=== INSTRUCTIONS FOR THE TASK ===
Every record below must come back exactly as written, with the images dropped.

=== THE DATA ===

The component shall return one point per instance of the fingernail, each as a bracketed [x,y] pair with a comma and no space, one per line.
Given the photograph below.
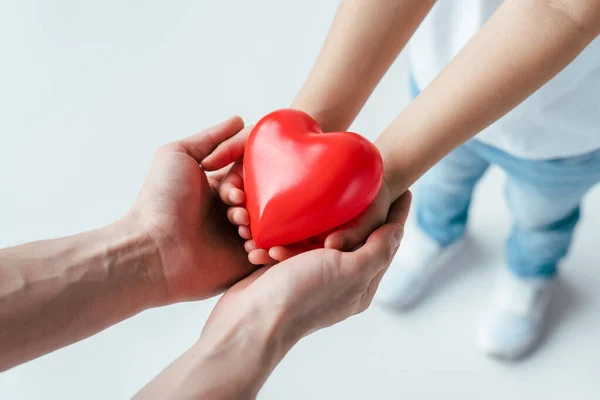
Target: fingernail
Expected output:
[398,234]
[231,197]
[337,243]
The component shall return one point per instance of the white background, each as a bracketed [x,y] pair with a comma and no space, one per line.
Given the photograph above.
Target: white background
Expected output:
[88,90]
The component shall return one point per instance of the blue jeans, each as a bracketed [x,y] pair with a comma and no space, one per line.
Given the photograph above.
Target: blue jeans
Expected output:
[544,197]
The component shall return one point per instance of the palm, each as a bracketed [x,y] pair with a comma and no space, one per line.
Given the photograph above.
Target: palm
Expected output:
[202,253]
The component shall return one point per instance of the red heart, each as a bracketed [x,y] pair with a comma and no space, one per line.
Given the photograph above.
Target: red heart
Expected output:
[301,182]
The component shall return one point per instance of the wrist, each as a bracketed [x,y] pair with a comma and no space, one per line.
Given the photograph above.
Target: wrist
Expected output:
[331,119]
[132,259]
[236,352]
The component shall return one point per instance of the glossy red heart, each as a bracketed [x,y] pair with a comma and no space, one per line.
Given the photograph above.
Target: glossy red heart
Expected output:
[301,182]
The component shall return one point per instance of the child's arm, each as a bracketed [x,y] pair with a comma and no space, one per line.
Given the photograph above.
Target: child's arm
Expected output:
[365,38]
[523,45]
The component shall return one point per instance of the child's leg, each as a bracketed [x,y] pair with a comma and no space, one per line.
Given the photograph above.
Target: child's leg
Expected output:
[544,197]
[544,222]
[444,194]
[443,199]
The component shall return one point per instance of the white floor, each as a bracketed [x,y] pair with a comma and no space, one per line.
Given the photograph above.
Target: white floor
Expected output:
[88,90]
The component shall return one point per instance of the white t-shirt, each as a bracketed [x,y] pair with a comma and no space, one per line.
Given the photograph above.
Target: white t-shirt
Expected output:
[561,119]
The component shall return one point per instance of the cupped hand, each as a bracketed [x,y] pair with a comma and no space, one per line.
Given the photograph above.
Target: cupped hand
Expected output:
[200,252]
[315,289]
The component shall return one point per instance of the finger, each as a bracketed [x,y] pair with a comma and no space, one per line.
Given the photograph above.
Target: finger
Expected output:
[226,152]
[244,232]
[260,257]
[280,253]
[249,245]
[232,186]
[220,174]
[380,248]
[355,232]
[399,210]
[204,143]
[238,216]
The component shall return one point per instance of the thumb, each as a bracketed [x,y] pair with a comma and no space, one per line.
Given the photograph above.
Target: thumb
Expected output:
[354,233]
[227,151]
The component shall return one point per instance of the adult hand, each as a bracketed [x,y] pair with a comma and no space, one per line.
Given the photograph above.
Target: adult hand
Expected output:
[201,254]
[260,318]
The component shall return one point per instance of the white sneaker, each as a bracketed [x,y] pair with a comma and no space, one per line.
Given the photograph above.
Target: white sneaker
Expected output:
[418,260]
[514,322]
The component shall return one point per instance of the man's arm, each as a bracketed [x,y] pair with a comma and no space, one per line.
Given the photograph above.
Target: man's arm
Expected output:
[365,38]
[175,244]
[523,45]
[258,320]
[56,292]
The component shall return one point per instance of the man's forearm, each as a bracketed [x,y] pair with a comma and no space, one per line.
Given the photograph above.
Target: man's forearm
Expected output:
[232,359]
[523,45]
[365,38]
[56,292]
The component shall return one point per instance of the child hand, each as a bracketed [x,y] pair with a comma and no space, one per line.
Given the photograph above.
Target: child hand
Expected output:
[354,233]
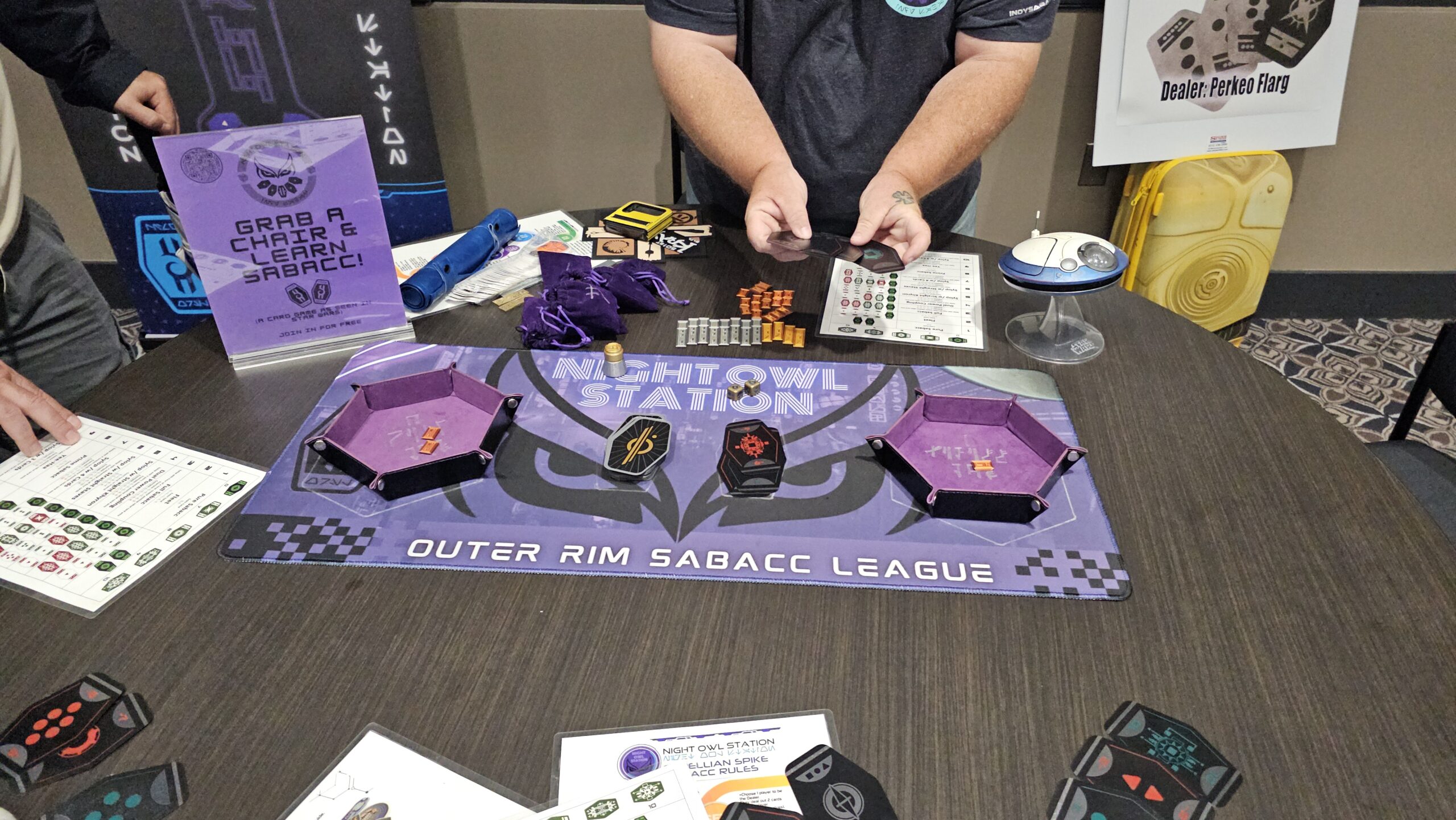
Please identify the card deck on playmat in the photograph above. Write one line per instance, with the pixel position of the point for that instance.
(750, 811)
(1114, 768)
(1183, 749)
(53, 722)
(832, 787)
(127, 717)
(1078, 800)
(144, 794)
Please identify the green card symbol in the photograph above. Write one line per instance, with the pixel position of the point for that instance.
(647, 792)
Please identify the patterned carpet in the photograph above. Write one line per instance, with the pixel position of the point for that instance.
(1360, 372)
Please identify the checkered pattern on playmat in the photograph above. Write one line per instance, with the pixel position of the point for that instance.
(1098, 573)
(311, 539)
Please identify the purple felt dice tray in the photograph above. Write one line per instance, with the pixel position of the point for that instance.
(378, 435)
(931, 448)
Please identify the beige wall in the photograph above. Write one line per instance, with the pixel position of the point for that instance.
(542, 105)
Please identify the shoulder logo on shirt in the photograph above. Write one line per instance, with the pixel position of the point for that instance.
(916, 8)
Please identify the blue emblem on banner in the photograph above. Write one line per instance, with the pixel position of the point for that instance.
(158, 242)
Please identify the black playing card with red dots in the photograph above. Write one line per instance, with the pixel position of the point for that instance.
(69, 732)
(1114, 768)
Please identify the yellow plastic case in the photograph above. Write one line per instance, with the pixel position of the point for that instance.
(640, 220)
(1200, 232)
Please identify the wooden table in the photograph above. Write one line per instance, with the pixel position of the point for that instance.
(1289, 598)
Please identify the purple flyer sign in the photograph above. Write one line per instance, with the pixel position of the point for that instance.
(287, 232)
(544, 506)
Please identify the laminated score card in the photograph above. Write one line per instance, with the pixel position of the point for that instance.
(935, 300)
(721, 761)
(287, 233)
(81, 525)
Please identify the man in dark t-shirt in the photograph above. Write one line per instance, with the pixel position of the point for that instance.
(854, 117)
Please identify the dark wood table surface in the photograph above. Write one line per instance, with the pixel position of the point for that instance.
(1289, 599)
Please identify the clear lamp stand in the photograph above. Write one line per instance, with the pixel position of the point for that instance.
(1060, 335)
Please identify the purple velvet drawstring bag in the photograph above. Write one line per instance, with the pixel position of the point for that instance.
(562, 267)
(590, 306)
(650, 276)
(548, 327)
(632, 296)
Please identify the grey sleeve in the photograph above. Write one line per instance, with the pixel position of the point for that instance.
(706, 17)
(1007, 21)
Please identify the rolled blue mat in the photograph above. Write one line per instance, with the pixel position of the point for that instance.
(459, 261)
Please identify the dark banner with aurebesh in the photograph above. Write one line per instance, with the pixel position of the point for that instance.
(838, 517)
(233, 63)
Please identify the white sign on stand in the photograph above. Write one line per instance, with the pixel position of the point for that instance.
(1235, 76)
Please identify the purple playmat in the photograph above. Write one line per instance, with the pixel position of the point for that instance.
(838, 519)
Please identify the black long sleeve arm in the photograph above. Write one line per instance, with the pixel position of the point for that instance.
(66, 41)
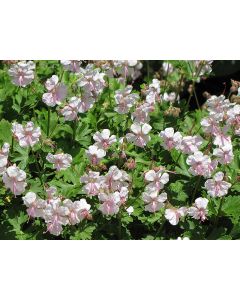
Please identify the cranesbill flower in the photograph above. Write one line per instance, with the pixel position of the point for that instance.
(95, 154)
(217, 187)
(71, 110)
(158, 180)
(92, 183)
(4, 157)
(173, 215)
(60, 161)
(104, 139)
(27, 135)
(56, 91)
(154, 201)
(224, 154)
(35, 205)
(140, 136)
(110, 203)
(199, 210)
(170, 139)
(14, 179)
(22, 73)
(71, 65)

=== EXPECTED OUTPUT ===
The component shall return one point per instance of the fingernail, each as a bracketed [x,y] pair with a comma and no space, one per line.
Given the photograph below.
Target: fingernail
Expected output:
[398,234]
[231,197]
[337,243]
The component shall return one point per instance of the white background, each as a bracketed [x,y] pair with a comma and no space, one per line.
Given the photograph above.
Target: white background
Expected output:
[88,90]
The component shall return one point per instance of the blue jeans, each as a bracketed [x,y] pair with a comma and no space, one per line.
Given the photograph above.
Target: blue jeans
Expected output:
[544,197]
The component shall return one point per instance of the palm, each as a bracketed [x,y] pair with a comma and no space, one per line.
Given the photograph above.
Target: palm
Expected output:
[202,253]
The component shall return one point per instance of the red heart, each as a bracketed [x,y] pair with a comma and no space, one per line.
Given the photograph above.
Target: red heart
Expected output:
[301,182]
The component shall return one point per instance of the wrist, each as a bracketed [x,y] pair with a comma and no space, one per line.
Given the photograph above.
Target: wrist
Expected output:
[331,119]
[132,259]
[236,352]
The component shall return one point per instance of the glossy red heart, each as a bracketed [x,y] pair with a comma and no space, one per line.
Given the photograph above.
Target: glossy red heart
Expected output:
[301,182]
The component shall return one point per instance of the child's arm, each as a bracketed [x,y] pair with a comma and no space, one per line.
Given the photograph above.
Target: child's arm
Expected output:
[365,38]
[523,45]
The component shall return one point per instance of the child's leg, each as a bracketed [x,y] pair with a comma and no space, one per line.
Given the photograph above.
Target: child's leg
Expected output:
[544,197]
[544,222]
[444,194]
[443,199]
The component shall return one point per instance of the white floor, each as a bracketed [x,y] pair with a comma and no space, one per line.
Given the photograph above.
Target: white floor
Expected output:
[88,90]
The component shall return one point per instance of the white t-shirt, each as a bracketed [x,y] pair with a comma and no space, one per line.
Given the photograph above.
Target: white t-shirt
Expected output:
[561,119]
The component shall return one point per instance of the cupped hand, each as a bracketed [x,y] pair with a comma and no space, one per line.
Given the photograph above.
Target: cupped hand
Expected output:
[200,252]
[315,289]
The component shall return one point per instance of the finger, each as a bracketed [x,y] pair with a comma and no space, one per line.
Given the photograph above.
Target: finger
Expected output:
[226,152]
[244,232]
[260,257]
[280,253]
[249,245]
[232,186]
[220,174]
[380,248]
[355,232]
[399,210]
[204,143]
[238,216]
The component shall return one point per instance of the thumb, each as a bracketed [x,y] pair with a comma and no space, one per line.
Given the photograph above.
Target: thumb
Expected output:
[354,233]
[227,151]
The component shall return one point per instance of the adult hand, each as a bracketed [x,y] pair with a comma and no space, one per line.
Given the photograph above.
Target: adult hand
Expected output:
[201,254]
[260,318]
The component shall return one point per instance of the white sneaker, each as a bracketed [x,y] pair with a comma and no space, one per line.
Given the photograph above.
Target: white sneaker
Expected output:
[418,260]
[514,322]
The component shall return one point per instance of the man's arm, each as a bracketed [x,y] pair with a comma and no space, one per line.
Given the photograph above.
Target: man's arm
Expected output:
[365,38]
[175,244]
[523,45]
[258,320]
[56,292]
The component shall return one point per instance of the man's forearm, each as a bracketed [x,y] pair with a comma and no space, one per line.
Given the photograph above.
Target: man's forearm
Expected output:
[232,359]
[523,45]
[365,38]
[56,292]
The component shall return one point per instance of the child hand, each as a bracketed [x,y] pair with a comma and no space, one per line.
Given the photograph above.
Target: child hand
Expected output:
[354,233]
Please identify the card deck on playmat in the photograph above. Write one line per instance, with the pixel position of the point for that instance.
(750, 811)
(1114, 768)
(1183, 749)
(53, 722)
(832, 787)
(127, 717)
(1078, 800)
(144, 794)
Please identify the green card symbol in the photograph above. Write one line per instance, with the pixel position of the point for that instance.
(647, 792)
Please identify the patterned carpet in the photograph above. Write one line per instance, with the pixel position of the point for that instance.
(1360, 372)
Please identify the checkered pattern on playmat in the photograph above. Write one line per instance, with the pixel position of the point for that instance.
(1098, 573)
(311, 539)
Please identify the purple felt dice tray in the photograph above. Write one line per instance, with the pixel position of the point for that instance.
(378, 435)
(931, 448)
Please identify the beige wall in the photograph above. Write one line per instance, with the pixel position of the point for that instance.
(542, 105)
Please identify the shoulder logo on shirt in the photograph above. Write one line per instance, with the pixel position of the point for that instance.
(916, 8)
Please identify the blue emblem on banner in the photograph above. Write one line per instance, with the pixel position of the point for that instance.
(158, 242)
Please identify the black playing card with red dots in the photograph above. Write one line per instance, with the pixel position of the point for that instance.
(69, 732)
(1114, 768)
Please identify the yellow plastic case in the photograph above. Write one line per instance, with the pixel position of the point for that instance.
(640, 220)
(1200, 232)
Please identify the wooden table in the photograph above. Write one line per instance, with the pixel position of the point for that instance.
(1289, 598)
Please identify the purple flyer sign in the photograph above. Write one line per instance, with the pixel position of the point for that instance.
(287, 232)
(544, 506)
Please identify the laminated score card in the photograph above. Write one line per instance, with the pixel position of the point for that instance.
(935, 300)
(721, 761)
(287, 233)
(81, 525)
Please identify the man in dark t-shirt in the photograph above. Write one line per instance, with the pixel position of the point for that instance.
(854, 117)
Please identify the dark wood table surface in the photograph above. Write one line per instance, with the pixel position of the point for that instance.
(1289, 599)
Please identify the clear lamp stand in the photograph above. Write one line per instance, with the pixel position of the point for that instance.
(1060, 335)
Please identify the purple velvet drawstring bag in the photograph above. Write one line per instance, with the pixel position of the point for that instance.
(562, 267)
(590, 306)
(650, 276)
(548, 327)
(632, 296)
Please identify the grey sleeve in the photograph above. Write one line per instance, with the pixel position of the point for that instance.
(706, 17)
(1007, 21)
Please identify the rolled blue mat in the photograph above. Write one line per instance, with the pixel position of the point for that instance.
(459, 261)
Please identify the dark banner with aurebesh in the photograph above. Write one line per instance, with the pixel position of the point for that instance.
(838, 517)
(233, 63)
Please identify the white sign on stand in the photograph above. Write one line per instance, with the pixel position of the point for that instance.
(1235, 76)
Please identify the purple playmat in the photograph above. Write one line per instance, with the pixel position of the point for that instance.
(838, 519)
Please identify the black long sleeve arm in the photograph above. Write one line per instance, with the pixel position of the point for that instance.
(66, 41)
Please identify the cranesbill flower in the photograph above. Write one line per instance, with the pixel position of the point for that instance.
(95, 154)
(217, 187)
(71, 110)
(158, 180)
(92, 183)
(4, 157)
(173, 215)
(60, 161)
(104, 139)
(27, 135)
(56, 91)
(154, 201)
(224, 154)
(35, 205)
(140, 136)
(110, 203)
(199, 210)
(170, 139)
(14, 179)
(22, 73)
(71, 65)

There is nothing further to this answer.